- Tantangan:
1) Perbarui bagian teks tentang kebudayaan, mulai dengan "Senin, 23 Maret" dan terus sampai "keyakinan-keyakinan dan praktek.", dengan mengganti "system" menjadi "sistem".
2) Jawablah pertanyaan berikut berdasarkan teks tentang kebudayaan.
(a) Hari dan tanggal apa yang tercantum pada teks tersebut?
(b) Kehidupan apa saja yang diatur dan distrukturkan oleh kebudayaan?
(c) Menurut apa komunitas budaya bersatu?

- Kutipan:
+ + + + +
Halaman

Senin, 23 Maret 2015

APA ITU KEBUDAYAAN?

APA ITU KEBUDAYAAN?

Kebudayaan merupakan sebuah system arti dan makna yang tercipta secara historis, yang mewujud dalam pada satu system keyakinan dan praktek, yang mengatur dan menstrukturkan kehidupan individual dan kolektif manusia. Dengan demikian istilah kebudayaan selalu merujuk pada keyakinan-keyakinan dan praktek.
Kebudayaan juga merupakan sebuah cara, baik untuk memahami maupun untuk mengorganisasikan kurang lebih keseluruhan kehidupan manusia. Istilah budaya bisnis,  budaya obat, dan moral, politis, akademis atau seksual mengacu pada lembaga kepercayaan dan praktek yang mengatur bidang kehidupan manusia yang relevan, termasuk cara bagaimana budaya-budaya ini dikonsptualisasikan, dibatasi, distrukturkan, dan diatur.

Istilah kebudayaan “kita” bukan mengacu pada salah satu kebudayaan yang di dalamnya kita dilahirkan, karena kita berpindah atau mengadopsi dan dibesarkan dalam kebudayaan lain, tetapi kebudayaan yang digunakan untuk memahami dan mengorganisasikan kehidupan kolektif dan individual kita. Kebudayaan “kita” adalah kebudayaan yang kita diami, yang telah membentuk kita, dan yang kita manfaatkan untuk mengidentifikasi, dan kita mengakuinya sebagai anggota dari komunitas budaya yang berbagi bersama kepercayaannya dan berpartisipasi dalam prakteknya.



KOMUNITAS BUDAYA
Komunitas budaya merupakan sebuah kumpulan masyarakat yang berbagi pengetahuan, kepercayaan, agama dsbnya, yang bersatu menurut budaya yang sama. Walaupun  budaya lain memberi pengaruh dan memberi banyak kesenangan, namun tidak menjadi bagian dari kebudayaan kolektif mereka.
+ + + + +
- Entri Data:

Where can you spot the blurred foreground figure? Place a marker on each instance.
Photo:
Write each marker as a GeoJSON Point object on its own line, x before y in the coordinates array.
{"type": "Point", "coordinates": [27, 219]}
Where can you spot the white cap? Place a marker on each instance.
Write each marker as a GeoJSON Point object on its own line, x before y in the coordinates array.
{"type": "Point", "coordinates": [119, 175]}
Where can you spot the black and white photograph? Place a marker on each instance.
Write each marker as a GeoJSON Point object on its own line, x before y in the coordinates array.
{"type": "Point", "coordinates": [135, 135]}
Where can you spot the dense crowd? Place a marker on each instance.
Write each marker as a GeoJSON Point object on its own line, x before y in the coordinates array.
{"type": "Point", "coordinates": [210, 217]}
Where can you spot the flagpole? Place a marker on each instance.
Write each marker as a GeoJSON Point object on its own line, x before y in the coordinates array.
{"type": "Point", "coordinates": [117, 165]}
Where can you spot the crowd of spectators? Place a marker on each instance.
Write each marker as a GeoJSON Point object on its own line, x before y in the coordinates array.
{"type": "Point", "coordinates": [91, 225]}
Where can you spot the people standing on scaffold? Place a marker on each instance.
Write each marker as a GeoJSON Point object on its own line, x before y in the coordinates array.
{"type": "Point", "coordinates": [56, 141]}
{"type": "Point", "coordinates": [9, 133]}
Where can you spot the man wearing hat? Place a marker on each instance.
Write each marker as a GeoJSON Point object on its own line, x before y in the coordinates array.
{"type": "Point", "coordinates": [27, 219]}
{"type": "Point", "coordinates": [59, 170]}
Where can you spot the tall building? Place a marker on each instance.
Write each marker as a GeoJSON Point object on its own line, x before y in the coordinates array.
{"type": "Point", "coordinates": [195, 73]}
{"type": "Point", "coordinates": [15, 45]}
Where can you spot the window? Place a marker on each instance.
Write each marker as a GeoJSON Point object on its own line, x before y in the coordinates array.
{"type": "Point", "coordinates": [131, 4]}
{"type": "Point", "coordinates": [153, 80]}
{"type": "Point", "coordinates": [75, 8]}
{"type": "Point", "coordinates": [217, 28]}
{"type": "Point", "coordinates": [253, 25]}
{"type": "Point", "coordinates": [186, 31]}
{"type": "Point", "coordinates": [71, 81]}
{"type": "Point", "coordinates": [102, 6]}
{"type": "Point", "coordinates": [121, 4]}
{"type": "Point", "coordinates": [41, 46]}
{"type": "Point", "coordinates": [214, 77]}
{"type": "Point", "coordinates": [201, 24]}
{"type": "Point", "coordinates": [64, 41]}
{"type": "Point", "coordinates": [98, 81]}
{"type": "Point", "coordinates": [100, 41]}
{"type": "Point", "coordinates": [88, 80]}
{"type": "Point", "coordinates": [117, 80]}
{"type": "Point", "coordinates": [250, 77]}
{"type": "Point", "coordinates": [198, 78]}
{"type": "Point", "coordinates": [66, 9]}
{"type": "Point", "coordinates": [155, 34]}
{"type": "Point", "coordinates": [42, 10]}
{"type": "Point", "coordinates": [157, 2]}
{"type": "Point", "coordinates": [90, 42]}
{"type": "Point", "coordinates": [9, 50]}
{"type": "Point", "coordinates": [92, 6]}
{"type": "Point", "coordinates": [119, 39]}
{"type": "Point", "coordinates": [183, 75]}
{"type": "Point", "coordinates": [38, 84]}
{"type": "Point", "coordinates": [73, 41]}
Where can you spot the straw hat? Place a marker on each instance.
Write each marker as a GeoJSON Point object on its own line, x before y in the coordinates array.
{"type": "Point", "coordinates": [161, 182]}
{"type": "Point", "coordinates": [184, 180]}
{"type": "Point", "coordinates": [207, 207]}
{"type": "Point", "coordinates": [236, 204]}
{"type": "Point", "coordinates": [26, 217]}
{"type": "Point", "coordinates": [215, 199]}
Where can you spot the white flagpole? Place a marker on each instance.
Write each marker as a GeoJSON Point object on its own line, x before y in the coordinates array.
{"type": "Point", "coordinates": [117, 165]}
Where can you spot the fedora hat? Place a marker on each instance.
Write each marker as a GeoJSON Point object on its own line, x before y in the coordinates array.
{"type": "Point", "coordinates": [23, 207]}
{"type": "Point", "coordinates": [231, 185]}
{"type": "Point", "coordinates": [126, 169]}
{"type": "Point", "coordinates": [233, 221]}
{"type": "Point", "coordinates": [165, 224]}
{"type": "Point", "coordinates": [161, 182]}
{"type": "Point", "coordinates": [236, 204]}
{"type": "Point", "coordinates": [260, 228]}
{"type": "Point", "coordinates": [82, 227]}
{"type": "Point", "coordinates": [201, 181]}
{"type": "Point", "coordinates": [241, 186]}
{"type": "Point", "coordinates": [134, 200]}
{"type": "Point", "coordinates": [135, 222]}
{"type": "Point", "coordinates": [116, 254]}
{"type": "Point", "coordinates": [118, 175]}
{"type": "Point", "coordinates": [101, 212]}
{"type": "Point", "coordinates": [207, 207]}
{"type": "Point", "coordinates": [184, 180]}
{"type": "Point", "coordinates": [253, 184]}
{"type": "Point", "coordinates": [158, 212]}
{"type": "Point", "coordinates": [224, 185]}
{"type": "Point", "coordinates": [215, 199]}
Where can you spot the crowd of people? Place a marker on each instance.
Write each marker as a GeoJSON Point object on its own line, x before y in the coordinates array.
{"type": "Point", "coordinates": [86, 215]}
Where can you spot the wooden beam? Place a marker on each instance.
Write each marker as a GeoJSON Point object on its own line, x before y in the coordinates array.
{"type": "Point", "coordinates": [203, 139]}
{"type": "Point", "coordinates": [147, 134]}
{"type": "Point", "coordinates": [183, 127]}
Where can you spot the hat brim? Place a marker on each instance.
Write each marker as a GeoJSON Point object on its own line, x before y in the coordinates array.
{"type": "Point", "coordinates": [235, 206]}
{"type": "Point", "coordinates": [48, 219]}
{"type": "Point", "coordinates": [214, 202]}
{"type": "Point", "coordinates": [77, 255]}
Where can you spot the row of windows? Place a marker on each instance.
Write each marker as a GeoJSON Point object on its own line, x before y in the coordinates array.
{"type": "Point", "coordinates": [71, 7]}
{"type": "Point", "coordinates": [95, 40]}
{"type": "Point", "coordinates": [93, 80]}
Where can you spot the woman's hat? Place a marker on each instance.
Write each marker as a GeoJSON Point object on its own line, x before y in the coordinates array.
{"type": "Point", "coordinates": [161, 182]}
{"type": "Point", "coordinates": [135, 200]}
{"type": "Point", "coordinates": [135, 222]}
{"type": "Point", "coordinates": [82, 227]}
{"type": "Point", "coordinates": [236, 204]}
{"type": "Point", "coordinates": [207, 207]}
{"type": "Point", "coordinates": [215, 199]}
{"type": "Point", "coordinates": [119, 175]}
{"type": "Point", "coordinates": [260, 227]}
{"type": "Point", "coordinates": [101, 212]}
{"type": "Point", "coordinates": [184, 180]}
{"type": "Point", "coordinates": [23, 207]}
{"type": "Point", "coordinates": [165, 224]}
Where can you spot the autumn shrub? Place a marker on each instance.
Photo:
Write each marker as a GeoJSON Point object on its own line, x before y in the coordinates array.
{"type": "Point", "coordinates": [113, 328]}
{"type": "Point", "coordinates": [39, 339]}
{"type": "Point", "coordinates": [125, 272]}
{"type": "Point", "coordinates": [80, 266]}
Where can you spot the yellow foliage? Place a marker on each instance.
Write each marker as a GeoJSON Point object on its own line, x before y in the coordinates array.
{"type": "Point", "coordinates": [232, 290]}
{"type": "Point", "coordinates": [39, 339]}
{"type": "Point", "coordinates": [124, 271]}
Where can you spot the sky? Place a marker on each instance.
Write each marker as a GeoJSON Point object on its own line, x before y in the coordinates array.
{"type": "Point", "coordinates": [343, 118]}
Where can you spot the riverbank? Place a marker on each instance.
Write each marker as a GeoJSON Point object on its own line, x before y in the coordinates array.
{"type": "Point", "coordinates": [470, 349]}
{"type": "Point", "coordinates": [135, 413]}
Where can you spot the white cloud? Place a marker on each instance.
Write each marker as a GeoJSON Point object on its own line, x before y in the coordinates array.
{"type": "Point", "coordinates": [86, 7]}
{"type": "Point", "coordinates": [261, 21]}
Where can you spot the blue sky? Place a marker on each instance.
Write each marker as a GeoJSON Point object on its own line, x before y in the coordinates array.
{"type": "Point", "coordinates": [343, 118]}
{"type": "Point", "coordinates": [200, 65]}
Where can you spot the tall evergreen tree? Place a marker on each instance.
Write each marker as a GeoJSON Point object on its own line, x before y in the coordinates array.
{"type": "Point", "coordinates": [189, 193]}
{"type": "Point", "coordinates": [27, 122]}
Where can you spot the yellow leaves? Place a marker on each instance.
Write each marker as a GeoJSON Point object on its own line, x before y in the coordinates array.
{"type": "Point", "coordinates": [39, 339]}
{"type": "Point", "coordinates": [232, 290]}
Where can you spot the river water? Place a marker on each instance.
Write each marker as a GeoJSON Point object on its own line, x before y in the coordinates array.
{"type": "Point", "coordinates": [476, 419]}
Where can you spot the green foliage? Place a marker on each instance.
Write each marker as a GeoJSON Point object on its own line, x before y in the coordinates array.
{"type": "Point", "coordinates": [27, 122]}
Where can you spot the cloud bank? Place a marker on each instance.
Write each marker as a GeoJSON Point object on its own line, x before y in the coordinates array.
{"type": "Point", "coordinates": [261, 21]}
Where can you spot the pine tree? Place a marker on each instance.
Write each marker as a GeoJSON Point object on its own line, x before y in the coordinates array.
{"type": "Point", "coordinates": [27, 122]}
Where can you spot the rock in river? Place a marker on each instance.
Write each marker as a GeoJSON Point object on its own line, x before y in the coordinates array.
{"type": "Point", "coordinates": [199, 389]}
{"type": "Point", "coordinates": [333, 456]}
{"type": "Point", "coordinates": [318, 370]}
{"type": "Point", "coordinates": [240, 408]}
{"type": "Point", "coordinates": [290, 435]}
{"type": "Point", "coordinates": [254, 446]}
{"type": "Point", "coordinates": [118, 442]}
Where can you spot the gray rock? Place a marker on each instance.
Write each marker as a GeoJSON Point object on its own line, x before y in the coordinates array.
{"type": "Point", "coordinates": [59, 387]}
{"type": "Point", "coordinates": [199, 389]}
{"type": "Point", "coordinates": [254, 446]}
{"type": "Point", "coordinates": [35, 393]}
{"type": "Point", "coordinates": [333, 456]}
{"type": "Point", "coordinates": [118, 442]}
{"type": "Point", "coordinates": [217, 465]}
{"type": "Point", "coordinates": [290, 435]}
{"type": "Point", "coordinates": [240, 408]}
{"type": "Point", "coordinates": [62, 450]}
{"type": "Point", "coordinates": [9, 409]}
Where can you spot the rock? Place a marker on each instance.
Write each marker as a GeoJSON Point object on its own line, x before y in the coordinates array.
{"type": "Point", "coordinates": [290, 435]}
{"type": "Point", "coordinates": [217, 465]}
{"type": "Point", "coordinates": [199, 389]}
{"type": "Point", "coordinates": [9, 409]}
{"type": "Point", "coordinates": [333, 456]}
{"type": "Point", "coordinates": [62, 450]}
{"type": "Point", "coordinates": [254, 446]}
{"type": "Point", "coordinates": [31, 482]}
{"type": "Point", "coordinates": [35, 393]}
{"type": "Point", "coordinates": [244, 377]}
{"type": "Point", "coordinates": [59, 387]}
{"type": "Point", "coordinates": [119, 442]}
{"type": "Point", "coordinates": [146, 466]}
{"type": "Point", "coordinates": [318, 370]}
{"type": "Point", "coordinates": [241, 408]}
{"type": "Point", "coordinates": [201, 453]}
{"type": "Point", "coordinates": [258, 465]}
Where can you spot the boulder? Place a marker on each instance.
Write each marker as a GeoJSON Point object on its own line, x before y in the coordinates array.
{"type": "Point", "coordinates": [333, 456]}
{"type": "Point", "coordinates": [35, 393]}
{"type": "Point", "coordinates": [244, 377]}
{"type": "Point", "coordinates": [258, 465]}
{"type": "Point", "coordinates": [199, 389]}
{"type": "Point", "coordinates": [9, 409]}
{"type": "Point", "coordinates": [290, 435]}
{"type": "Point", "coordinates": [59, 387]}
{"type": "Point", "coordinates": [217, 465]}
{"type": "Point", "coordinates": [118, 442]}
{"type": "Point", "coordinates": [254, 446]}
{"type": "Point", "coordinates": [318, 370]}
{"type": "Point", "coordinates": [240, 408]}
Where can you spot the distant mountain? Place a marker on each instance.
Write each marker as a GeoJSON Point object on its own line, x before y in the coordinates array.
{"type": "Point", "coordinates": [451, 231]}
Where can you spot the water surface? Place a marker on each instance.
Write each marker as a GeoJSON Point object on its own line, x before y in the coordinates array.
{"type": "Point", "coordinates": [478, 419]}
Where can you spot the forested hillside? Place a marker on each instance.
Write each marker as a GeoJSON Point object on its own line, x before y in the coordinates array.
+ + + + +
- Penyelesaian Soal:
1)
Senin, 23 Maret 2015

APA ITU KEBUDAYAAN?

APA ITU KEBUDAYAAN?

Kebudayaan merupakan sebuah sistem arti dan makna yang tercipta secara historis, yang mewujud dalam pada satu sistem keyakinan dan praktek, yang mengatur dan menstrukturkan kehidupan individual dan kolektif manusia. Dengan demikian istilah kebudayaan selalu merujuk pada keyakinan-keyakinan dan praktek.

2)
(a) Senin, 23 Maret 2015.
(b) Kehidupan individual dan kolektif manusia.
(c) Menurut budaya yang sama.